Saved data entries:
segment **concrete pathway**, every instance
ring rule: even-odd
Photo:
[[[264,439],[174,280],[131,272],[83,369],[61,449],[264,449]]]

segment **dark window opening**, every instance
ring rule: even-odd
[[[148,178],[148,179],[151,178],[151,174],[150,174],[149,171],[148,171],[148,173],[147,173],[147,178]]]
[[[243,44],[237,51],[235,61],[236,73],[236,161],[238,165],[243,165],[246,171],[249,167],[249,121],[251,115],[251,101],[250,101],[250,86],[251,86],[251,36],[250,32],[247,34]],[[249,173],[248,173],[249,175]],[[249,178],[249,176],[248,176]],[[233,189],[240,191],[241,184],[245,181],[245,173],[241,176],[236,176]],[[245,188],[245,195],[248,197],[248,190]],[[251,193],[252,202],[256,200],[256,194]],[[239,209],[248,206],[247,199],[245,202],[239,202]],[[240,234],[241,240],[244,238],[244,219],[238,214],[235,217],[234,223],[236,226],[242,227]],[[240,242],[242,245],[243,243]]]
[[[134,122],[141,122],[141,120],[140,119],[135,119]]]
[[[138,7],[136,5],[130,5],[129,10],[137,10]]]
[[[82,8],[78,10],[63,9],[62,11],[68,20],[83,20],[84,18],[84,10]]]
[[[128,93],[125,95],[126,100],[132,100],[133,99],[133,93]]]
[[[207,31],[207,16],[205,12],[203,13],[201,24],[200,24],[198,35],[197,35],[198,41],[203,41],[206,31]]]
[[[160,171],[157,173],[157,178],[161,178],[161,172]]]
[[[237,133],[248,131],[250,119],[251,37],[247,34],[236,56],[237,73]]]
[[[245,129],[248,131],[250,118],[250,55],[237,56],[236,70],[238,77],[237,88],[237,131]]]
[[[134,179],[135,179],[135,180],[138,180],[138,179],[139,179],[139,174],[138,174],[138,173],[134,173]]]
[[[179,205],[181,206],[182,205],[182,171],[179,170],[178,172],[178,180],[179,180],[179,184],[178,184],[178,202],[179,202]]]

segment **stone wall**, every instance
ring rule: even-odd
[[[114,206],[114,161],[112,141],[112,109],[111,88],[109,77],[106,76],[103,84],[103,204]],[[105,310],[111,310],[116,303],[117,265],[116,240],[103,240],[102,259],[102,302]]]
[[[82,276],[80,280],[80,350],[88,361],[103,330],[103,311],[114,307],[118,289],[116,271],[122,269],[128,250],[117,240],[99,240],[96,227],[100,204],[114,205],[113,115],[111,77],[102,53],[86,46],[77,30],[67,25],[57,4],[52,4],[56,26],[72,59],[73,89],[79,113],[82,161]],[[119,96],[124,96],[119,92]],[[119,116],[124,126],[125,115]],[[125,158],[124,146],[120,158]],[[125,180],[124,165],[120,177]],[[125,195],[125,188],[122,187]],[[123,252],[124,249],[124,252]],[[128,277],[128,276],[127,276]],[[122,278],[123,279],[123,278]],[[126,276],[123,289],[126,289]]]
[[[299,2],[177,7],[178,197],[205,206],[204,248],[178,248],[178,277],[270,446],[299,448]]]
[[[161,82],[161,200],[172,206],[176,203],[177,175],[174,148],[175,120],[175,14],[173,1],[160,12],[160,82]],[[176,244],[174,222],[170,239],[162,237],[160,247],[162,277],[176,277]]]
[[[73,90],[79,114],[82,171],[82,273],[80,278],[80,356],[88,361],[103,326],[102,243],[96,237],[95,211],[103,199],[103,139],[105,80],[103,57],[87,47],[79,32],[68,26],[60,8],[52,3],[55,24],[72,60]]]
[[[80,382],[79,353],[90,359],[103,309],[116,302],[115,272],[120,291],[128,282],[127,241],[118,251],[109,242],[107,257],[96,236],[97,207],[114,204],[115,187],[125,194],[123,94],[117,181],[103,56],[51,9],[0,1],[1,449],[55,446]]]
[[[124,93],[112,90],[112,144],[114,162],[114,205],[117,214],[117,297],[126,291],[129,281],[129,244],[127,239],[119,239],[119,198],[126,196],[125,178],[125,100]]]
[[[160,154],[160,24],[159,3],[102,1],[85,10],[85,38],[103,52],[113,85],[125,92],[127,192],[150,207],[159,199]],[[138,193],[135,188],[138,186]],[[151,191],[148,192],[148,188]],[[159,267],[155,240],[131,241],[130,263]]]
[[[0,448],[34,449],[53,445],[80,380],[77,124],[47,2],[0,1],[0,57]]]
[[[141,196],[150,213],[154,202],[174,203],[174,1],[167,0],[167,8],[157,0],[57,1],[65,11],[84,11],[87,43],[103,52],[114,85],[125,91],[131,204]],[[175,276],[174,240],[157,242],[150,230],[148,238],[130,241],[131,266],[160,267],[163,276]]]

§ **What you will do**
All of the data, from the first line to the last, should be written out exactly.

§ **Completed exercise**
segment **concrete pathway**, every instance
ring rule: even-odd
Photo:
[[[264,439],[174,280],[131,272],[83,369],[61,449],[264,449]]]

segment **dark window opening**, every instance
ring rule: even-odd
[[[148,178],[148,179],[151,178],[151,174],[150,174],[149,171],[148,171],[148,173],[147,173],[147,178]]]
[[[243,44],[237,51],[235,61],[236,73],[236,161],[238,165],[243,165],[246,171],[249,167],[249,121],[251,115],[251,101],[250,101],[250,86],[251,86],[251,36],[250,32],[247,34]],[[249,173],[248,173],[249,175]],[[249,178],[249,176],[248,176]],[[233,189],[240,191],[241,184],[245,181],[245,173],[241,176],[236,176]],[[245,188],[245,195],[248,197],[248,190]],[[251,193],[252,202],[256,200],[256,194]],[[239,209],[248,206],[247,199],[245,202],[239,202]],[[240,234],[241,240],[244,238],[244,219],[238,214],[235,217],[234,223],[236,226],[242,227]],[[240,242],[242,245],[243,243]]]
[[[134,122],[141,122],[141,120],[140,119],[135,119]]]
[[[138,7],[136,5],[130,5],[129,10],[137,10]]]
[[[82,8],[78,10],[63,9],[62,11],[68,20],[83,20],[84,18],[84,10]]]
[[[128,93],[125,95],[126,100],[132,100],[133,99],[133,93]]]
[[[207,31],[207,16],[205,12],[203,13],[201,24],[200,24],[198,35],[197,35],[198,41],[203,41],[206,31]]]
[[[160,171],[157,173],[157,178],[161,178],[161,172]]]
[[[237,133],[248,131],[250,119],[251,37],[247,34],[236,56],[237,73]]]
[[[245,129],[248,131],[250,118],[250,55],[237,56],[236,70],[238,77],[237,88],[237,131]]]
[[[134,179],[135,179],[135,180],[138,180],[138,179],[139,179],[139,174],[138,174],[138,173],[134,173]]]
[[[179,205],[181,206],[182,205],[182,171],[179,170],[178,172],[178,180],[179,180],[179,184],[178,184],[178,202],[179,202]]]

segment **stone wall**, every instance
ring rule: even-odd
[[[114,206],[114,161],[112,141],[112,109],[111,88],[109,77],[106,76],[103,84],[103,204]],[[105,310],[111,310],[116,303],[117,265],[116,240],[103,240],[102,259],[102,302]]]
[[[82,276],[80,280],[80,350],[88,361],[103,330],[103,311],[114,307],[118,289],[116,271],[122,269],[128,250],[117,240],[99,240],[96,227],[100,204],[114,205],[113,115],[111,77],[102,53],[86,46],[77,30],[67,25],[57,4],[52,4],[56,26],[72,59],[73,89],[79,113],[82,161]],[[119,96],[124,96],[119,92]],[[119,116],[124,126],[125,115]],[[125,158],[124,146],[120,158]],[[125,180],[124,165],[120,177]],[[125,195],[125,188],[122,187]],[[123,252],[124,249],[124,252]],[[128,277],[128,276],[127,276]],[[122,278],[123,279],[123,278]],[[126,276],[123,289],[126,289]]]
[[[299,2],[177,7],[178,197],[205,206],[204,248],[178,248],[178,277],[270,446],[299,448]]]
[[[161,82],[161,200],[172,206],[176,203],[177,175],[174,148],[175,120],[175,14],[173,1],[160,12],[160,82]],[[176,244],[174,222],[170,239],[162,237],[160,247],[162,277],[176,277]]]
[[[73,90],[79,114],[82,171],[82,273],[80,278],[80,356],[88,361],[103,326],[102,243],[96,237],[95,211],[103,199],[103,139],[105,80],[103,57],[87,47],[79,32],[68,26],[60,8],[52,3],[55,24],[72,60]]]
[[[80,382],[79,353],[90,359],[103,309],[116,302],[115,272],[120,291],[128,282],[127,241],[118,251],[109,242],[107,257],[96,236],[97,207],[114,204],[115,187],[125,194],[123,94],[117,181],[103,56],[51,9],[0,1],[1,449],[55,446]]]
[[[124,93],[112,90],[112,144],[114,162],[114,205],[117,214],[117,297],[126,291],[129,281],[129,244],[127,239],[119,239],[119,198],[126,196],[125,178],[125,100]]]
[[[160,154],[160,24],[159,3],[102,1],[85,10],[85,38],[103,52],[113,85],[125,92],[127,192],[150,207],[159,199]],[[138,193],[135,188],[138,186]],[[151,191],[148,192],[148,188]],[[159,267],[155,240],[131,241],[130,263]]]
[[[0,448],[34,449],[53,445],[80,380],[77,124],[47,2],[0,1],[0,57]]]
[[[141,196],[150,213],[154,202],[174,203],[174,1],[167,0],[167,8],[157,0],[57,1],[65,11],[84,11],[87,43],[103,52],[114,85],[125,91],[131,204]],[[175,276],[174,240],[157,242],[150,230],[148,238],[130,241],[131,266],[160,267],[163,276]]]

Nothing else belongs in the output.